:: YOUR ASSIGNMENT ::
Using the data beneath, show every line that includes the word "woman".

:: AVAILABLE RECORDS ::
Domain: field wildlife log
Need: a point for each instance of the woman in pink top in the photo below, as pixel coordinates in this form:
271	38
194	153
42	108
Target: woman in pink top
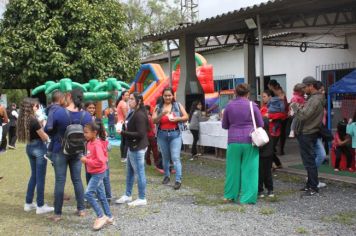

:: FINAL ANSWER ::
Need: a point for each instance of the woman in pink top in the photo below, as pixel coordinates in this form:
Target: woman in pink top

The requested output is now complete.